[Start Working data]

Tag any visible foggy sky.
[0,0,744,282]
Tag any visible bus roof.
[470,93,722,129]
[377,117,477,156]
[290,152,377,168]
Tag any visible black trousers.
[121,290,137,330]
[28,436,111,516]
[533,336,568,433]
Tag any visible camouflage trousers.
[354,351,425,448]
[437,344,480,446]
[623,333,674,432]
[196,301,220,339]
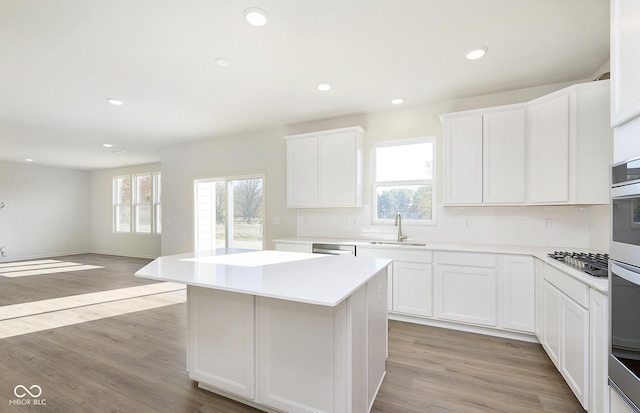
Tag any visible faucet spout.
[394,212,407,242]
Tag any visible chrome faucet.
[394,212,407,242]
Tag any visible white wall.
[162,129,296,255]
[290,77,613,252]
[0,161,91,261]
[88,163,164,258]
[162,75,608,255]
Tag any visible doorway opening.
[194,176,264,251]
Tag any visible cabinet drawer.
[356,247,433,264]
[544,265,589,308]
[436,252,496,268]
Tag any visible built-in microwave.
[609,158,640,413]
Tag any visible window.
[194,176,264,251]
[372,138,435,223]
[113,172,162,234]
[113,175,132,232]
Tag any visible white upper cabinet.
[287,136,318,208]
[611,0,640,127]
[527,80,613,204]
[444,115,482,204]
[285,127,364,208]
[527,93,569,203]
[440,80,613,205]
[441,106,526,205]
[482,108,526,204]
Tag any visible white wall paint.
[90,163,164,258]
[0,161,91,261]
[162,77,608,255]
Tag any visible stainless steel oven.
[609,159,640,413]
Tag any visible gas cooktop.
[549,251,609,277]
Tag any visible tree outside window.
[373,138,435,222]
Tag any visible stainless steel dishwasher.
[311,243,356,255]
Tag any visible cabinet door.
[542,281,561,369]
[444,115,482,204]
[287,136,318,208]
[589,289,609,413]
[436,265,497,327]
[482,109,526,204]
[187,286,256,399]
[393,261,433,317]
[318,130,362,207]
[611,0,640,127]
[527,93,570,203]
[500,255,535,333]
[560,296,589,409]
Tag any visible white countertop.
[273,237,609,293]
[136,249,391,306]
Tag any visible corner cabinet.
[440,105,525,205]
[440,80,613,205]
[285,127,364,208]
[536,262,609,413]
[527,80,613,205]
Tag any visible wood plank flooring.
[0,254,584,413]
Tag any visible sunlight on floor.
[0,282,186,338]
[0,260,104,278]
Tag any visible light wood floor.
[0,254,584,413]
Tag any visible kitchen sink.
[369,241,427,247]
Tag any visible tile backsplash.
[297,205,609,252]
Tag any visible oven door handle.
[611,263,640,285]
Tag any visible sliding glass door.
[194,176,264,251]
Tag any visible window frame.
[111,171,162,235]
[193,173,267,252]
[111,175,133,234]
[371,136,437,225]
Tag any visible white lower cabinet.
[187,269,388,413]
[589,289,609,413]
[609,388,637,413]
[539,265,591,411]
[187,286,256,399]
[357,247,433,317]
[498,255,535,333]
[436,264,498,327]
[392,261,433,317]
[560,290,589,409]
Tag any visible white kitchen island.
[136,249,391,413]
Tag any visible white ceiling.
[0,0,609,169]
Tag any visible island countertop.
[135,249,391,307]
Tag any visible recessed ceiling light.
[216,57,229,67]
[316,82,331,92]
[244,7,267,26]
[107,98,124,106]
[464,46,488,60]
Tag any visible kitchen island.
[136,249,391,413]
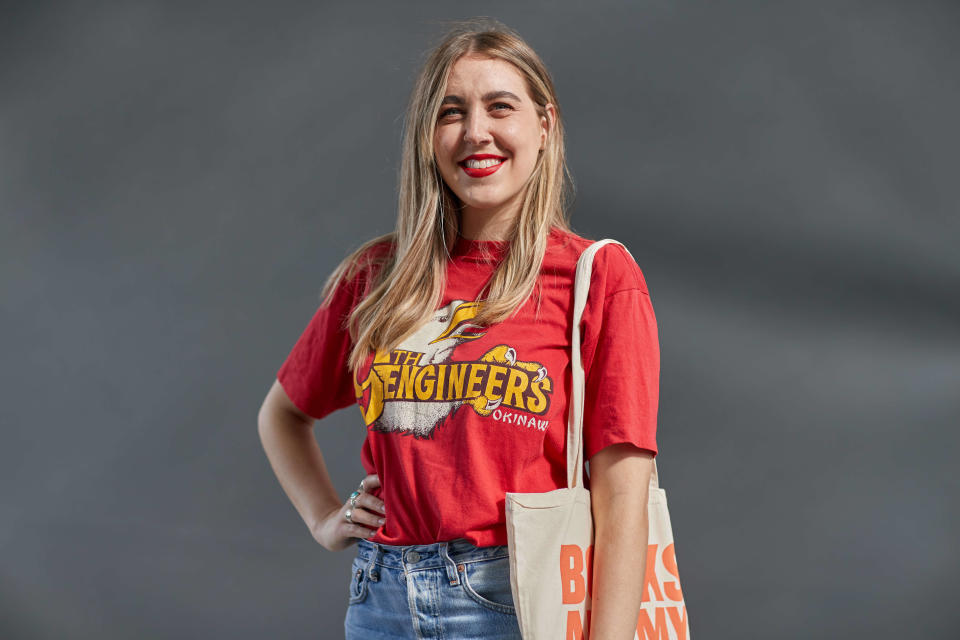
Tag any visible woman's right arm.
[257,380,383,551]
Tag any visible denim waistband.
[357,538,510,571]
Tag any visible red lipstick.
[457,153,507,178]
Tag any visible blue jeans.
[344,538,520,640]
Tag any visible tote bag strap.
[567,238,660,489]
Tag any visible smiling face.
[433,55,555,237]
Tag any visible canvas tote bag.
[505,238,690,640]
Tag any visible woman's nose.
[463,111,490,145]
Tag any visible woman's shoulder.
[551,227,646,294]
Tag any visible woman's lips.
[460,158,507,178]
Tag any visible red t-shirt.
[277,229,660,546]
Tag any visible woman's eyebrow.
[440,91,520,104]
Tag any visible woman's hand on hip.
[312,474,386,551]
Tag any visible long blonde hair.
[321,19,573,373]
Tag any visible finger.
[363,473,380,491]
[357,493,387,515]
[344,505,385,529]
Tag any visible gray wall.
[0,0,960,640]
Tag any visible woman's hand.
[312,474,386,551]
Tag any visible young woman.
[259,22,659,640]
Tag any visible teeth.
[464,158,503,169]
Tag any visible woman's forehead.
[445,55,527,98]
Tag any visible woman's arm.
[590,443,653,640]
[257,381,383,551]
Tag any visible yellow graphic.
[354,300,553,437]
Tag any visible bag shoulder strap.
[567,238,660,489]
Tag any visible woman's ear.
[540,102,557,151]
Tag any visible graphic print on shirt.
[353,300,553,439]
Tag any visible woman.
[259,23,659,640]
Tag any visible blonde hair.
[321,19,573,374]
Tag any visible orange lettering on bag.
[663,542,683,602]
[560,544,587,604]
[667,605,687,640]
[564,609,590,640]
[637,607,670,640]
[641,544,663,602]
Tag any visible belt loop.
[440,542,460,585]
[367,542,383,582]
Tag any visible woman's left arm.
[590,443,653,640]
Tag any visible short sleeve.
[277,272,357,420]
[581,244,660,460]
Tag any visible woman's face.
[433,55,556,235]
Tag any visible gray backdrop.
[0,0,960,639]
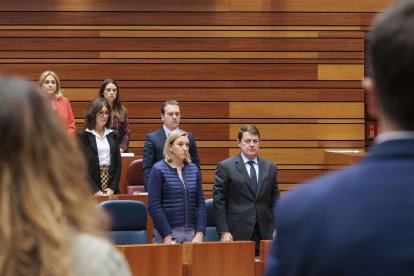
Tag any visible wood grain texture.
[230,0,392,12]
[230,102,364,118]
[116,244,183,276]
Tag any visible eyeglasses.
[96,111,109,117]
[242,139,260,145]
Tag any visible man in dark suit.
[267,1,414,276]
[214,125,279,254]
[142,100,200,191]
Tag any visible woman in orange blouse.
[39,71,76,138]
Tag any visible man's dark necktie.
[247,160,257,193]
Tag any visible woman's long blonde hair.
[0,77,107,275]
[39,70,63,99]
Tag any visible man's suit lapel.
[235,154,256,196]
[256,157,267,198]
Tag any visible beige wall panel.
[230,102,364,118]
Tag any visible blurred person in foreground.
[148,129,207,243]
[39,70,76,138]
[0,77,130,276]
[267,1,414,276]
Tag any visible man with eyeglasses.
[214,125,279,256]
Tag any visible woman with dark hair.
[77,98,122,196]
[39,70,76,138]
[0,74,130,276]
[99,79,131,153]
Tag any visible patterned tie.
[247,160,257,193]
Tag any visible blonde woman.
[148,130,207,243]
[39,71,76,138]
[0,77,130,276]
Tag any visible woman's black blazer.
[76,130,122,194]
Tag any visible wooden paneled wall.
[0,0,391,190]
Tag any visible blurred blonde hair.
[0,77,108,275]
[39,70,63,99]
[163,129,191,163]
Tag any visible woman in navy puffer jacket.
[148,129,207,243]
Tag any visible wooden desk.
[116,244,183,276]
[183,241,255,276]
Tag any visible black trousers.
[250,222,262,256]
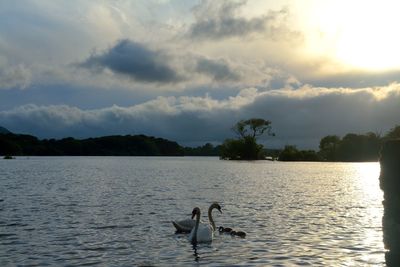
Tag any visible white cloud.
[0,62,32,90]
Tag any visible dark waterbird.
[172,202,222,233]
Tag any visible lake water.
[0,157,385,266]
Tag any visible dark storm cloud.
[196,58,240,82]
[80,39,181,83]
[188,0,298,40]
[0,84,400,148]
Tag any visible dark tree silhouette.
[220,118,275,160]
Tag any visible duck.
[231,231,246,238]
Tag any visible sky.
[0,0,400,149]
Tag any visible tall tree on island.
[220,118,275,160]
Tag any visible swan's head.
[210,202,222,213]
[192,207,200,219]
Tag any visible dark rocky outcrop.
[379,139,400,266]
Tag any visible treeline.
[0,133,184,156]
[279,125,400,162]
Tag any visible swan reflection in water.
[189,207,214,244]
[172,202,222,233]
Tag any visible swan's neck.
[192,211,200,243]
[208,207,216,231]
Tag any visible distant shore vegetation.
[0,124,400,162]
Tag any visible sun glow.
[307,0,400,71]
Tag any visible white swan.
[189,207,214,244]
[172,202,222,233]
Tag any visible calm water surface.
[0,157,385,266]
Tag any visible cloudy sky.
[0,0,400,148]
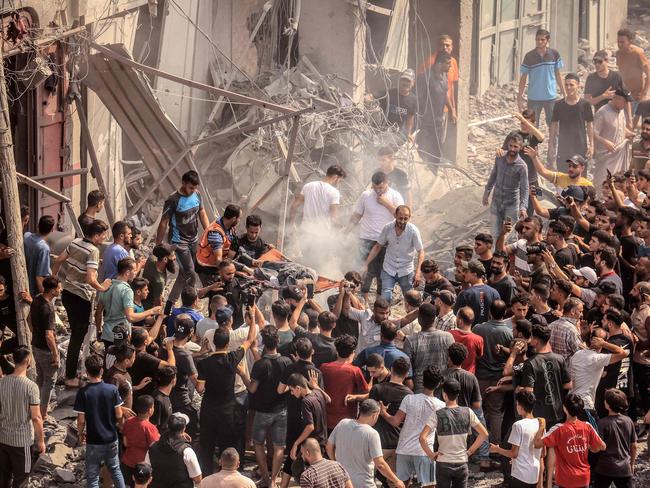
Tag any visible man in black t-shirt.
[196,317,257,476]
[374,69,417,139]
[585,50,623,112]
[548,73,594,173]
[149,366,176,435]
[368,358,413,472]
[241,325,291,486]
[236,215,273,266]
[517,324,571,428]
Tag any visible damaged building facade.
[2,0,627,244]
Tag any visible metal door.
[33,43,70,222]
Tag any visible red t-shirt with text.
[542,420,601,488]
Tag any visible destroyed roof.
[83,44,194,199]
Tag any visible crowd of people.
[0,23,650,488]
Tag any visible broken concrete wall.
[298,0,366,102]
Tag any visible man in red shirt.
[533,393,606,488]
[320,335,370,431]
[449,307,483,374]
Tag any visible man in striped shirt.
[52,220,111,388]
[300,437,352,488]
[0,346,45,488]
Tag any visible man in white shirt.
[346,171,404,298]
[289,164,346,225]
[362,205,424,302]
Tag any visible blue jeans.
[86,441,125,488]
[470,408,490,461]
[528,100,555,128]
[490,200,519,240]
[381,269,414,302]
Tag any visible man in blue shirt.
[24,215,54,297]
[100,220,131,281]
[156,171,210,310]
[517,29,566,127]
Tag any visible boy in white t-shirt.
[490,391,542,488]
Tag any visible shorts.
[395,454,436,485]
[251,409,287,446]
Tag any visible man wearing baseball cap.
[594,87,634,189]
[548,73,594,171]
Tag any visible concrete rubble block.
[54,468,76,483]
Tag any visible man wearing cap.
[524,147,594,188]
[594,88,634,189]
[548,73,594,171]
[454,260,501,324]
[483,133,528,236]
[95,257,162,350]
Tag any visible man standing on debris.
[380,69,418,142]
[0,346,45,488]
[616,29,650,109]
[52,220,111,388]
[517,29,564,127]
[363,205,424,302]
[585,49,623,111]
[196,204,241,286]
[548,73,594,171]
[417,51,451,174]
[156,170,210,310]
[483,133,528,236]
[594,88,634,189]
[350,171,404,297]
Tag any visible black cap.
[566,154,587,166]
[562,185,587,202]
[614,87,634,102]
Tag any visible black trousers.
[61,290,92,380]
[0,444,32,488]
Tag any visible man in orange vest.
[196,204,242,286]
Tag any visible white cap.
[572,266,598,285]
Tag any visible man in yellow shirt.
[524,146,594,189]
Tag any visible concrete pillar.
[298,0,366,102]
[450,0,473,166]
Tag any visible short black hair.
[133,395,153,415]
[38,215,55,235]
[223,203,241,219]
[334,334,357,358]
[390,357,411,378]
[181,173,201,185]
[260,325,280,351]
[293,337,314,359]
[117,257,135,275]
[562,393,585,417]
[181,286,199,307]
[422,365,442,390]
[111,220,131,238]
[11,346,32,364]
[86,190,106,207]
[370,171,388,185]
[530,324,551,344]
[447,342,469,366]
[246,214,262,227]
[84,354,104,378]
[515,390,535,413]
[212,327,230,349]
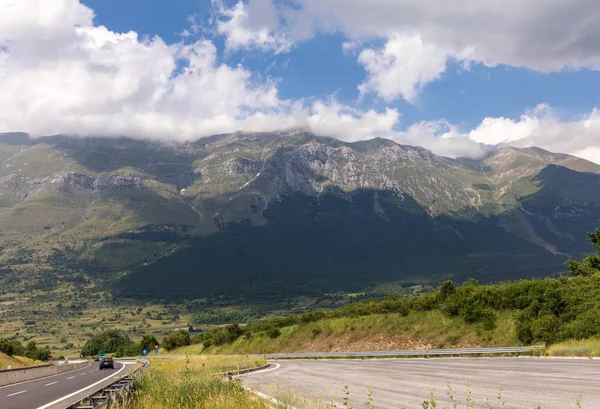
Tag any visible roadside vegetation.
[0,352,43,370]
[546,338,600,358]
[168,223,600,355]
[125,356,270,409]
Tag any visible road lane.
[0,363,124,409]
[242,358,600,409]
[258,346,543,359]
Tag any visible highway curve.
[0,362,133,409]
[243,357,600,409]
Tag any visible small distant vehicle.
[100,358,115,370]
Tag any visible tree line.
[0,338,52,362]
[191,223,600,347]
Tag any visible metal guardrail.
[258,346,543,359]
[65,359,150,409]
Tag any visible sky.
[0,0,600,163]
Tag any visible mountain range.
[0,130,600,299]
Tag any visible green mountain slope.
[0,131,600,298]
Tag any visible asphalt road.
[258,347,540,359]
[242,357,600,409]
[0,362,126,409]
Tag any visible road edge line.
[36,364,127,409]
[0,362,92,389]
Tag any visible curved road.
[0,362,128,409]
[242,357,600,409]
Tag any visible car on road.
[100,358,115,369]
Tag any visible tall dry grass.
[125,356,269,409]
[546,338,600,358]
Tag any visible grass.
[124,356,583,409]
[124,356,270,409]
[0,353,42,370]
[189,310,520,354]
[546,338,600,358]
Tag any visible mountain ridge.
[0,131,600,296]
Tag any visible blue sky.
[83,0,600,129]
[0,0,600,163]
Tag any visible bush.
[162,329,192,351]
[266,328,281,339]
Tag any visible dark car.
[100,358,115,369]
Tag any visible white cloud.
[392,120,494,158]
[0,0,399,140]
[468,105,600,163]
[0,0,600,163]
[306,101,400,142]
[219,0,600,101]
[382,104,600,164]
[213,0,290,53]
[358,35,448,102]
[277,0,600,71]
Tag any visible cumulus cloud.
[0,0,397,140]
[392,104,600,164]
[468,105,600,163]
[219,0,600,101]
[271,0,600,72]
[358,35,448,102]
[0,0,600,163]
[213,0,290,53]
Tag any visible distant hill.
[0,131,600,299]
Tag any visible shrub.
[162,329,192,351]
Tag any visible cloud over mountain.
[0,0,600,163]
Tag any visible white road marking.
[6,390,27,396]
[241,363,281,377]
[0,364,92,390]
[37,363,129,409]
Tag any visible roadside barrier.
[64,359,150,409]
[0,361,90,386]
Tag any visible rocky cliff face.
[0,131,600,296]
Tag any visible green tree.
[565,228,600,277]
[140,334,158,351]
[162,329,192,351]
[81,330,139,356]
[0,338,14,356]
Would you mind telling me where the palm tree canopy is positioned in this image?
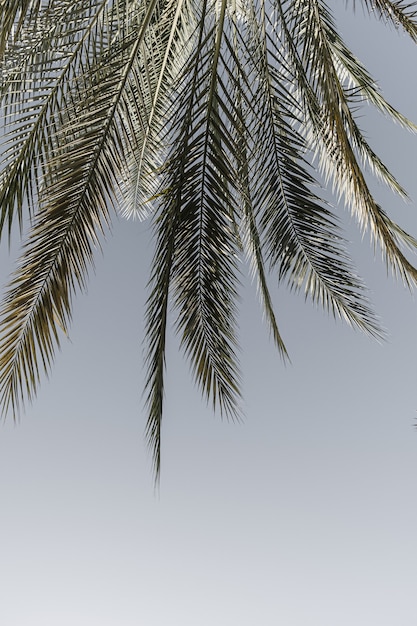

[End Working data]

Prompt
Reproduce the records word for word, from their opening line through the line containing "[136,249,391,306]", with both of those lines included. Omit the pictures.

Written response
Tag any visible foggy sky.
[0,0,744,282]
Tag any visible bus roof.
[470,93,722,129]
[377,117,477,156]
[290,152,377,168]
Tag any visible black trousers.
[121,290,137,330]
[28,436,111,516]
[533,336,568,433]
Tag any visible camouflage trousers.
[354,351,425,448]
[437,344,480,446]
[623,333,674,432]
[196,301,220,339]
Tag any visible faucet spout.
[394,212,407,242]
Tag any visible chrome faucet.
[394,212,407,242]
Tag any visible white wall.
[162,129,296,255]
[290,77,613,252]
[0,161,91,261]
[88,163,164,258]
[162,75,608,255]
Tag any visible doorway opening.
[194,176,264,251]
Tag any visible cabinet drawer.
[356,247,433,264]
[544,265,589,308]
[436,252,496,268]
Tag any visible built-in microwave.
[609,158,640,413]
Tag any visible window.
[194,176,264,251]
[372,138,435,223]
[113,172,162,234]
[113,175,132,232]
Tag any visible white upper cabinet.
[287,136,318,208]
[611,0,640,127]
[527,80,613,204]
[444,115,482,204]
[285,127,364,208]
[527,93,569,203]
[440,80,613,205]
[441,106,526,205]
[482,108,526,204]
Tag any visible white wall paint.
[90,163,164,258]
[0,161,91,261]
[162,77,608,255]
Tag any visible stainless steel oven.
[609,159,640,413]
Tag any visible gas cooktop.
[549,251,609,277]
Tag any visible tree outside window.
[373,138,435,222]
Tag any visible stainless steel dishwasher.
[311,243,356,255]
Tag any visible cabinet door.
[542,281,561,369]
[444,115,482,204]
[287,136,318,208]
[589,289,609,413]
[436,265,497,327]
[482,109,526,204]
[187,286,256,399]
[393,261,433,317]
[318,130,362,207]
[611,0,640,127]
[527,93,570,203]
[500,255,535,333]
[560,296,589,409]
Tag any visible white countertop.
[273,237,609,293]
[136,249,391,306]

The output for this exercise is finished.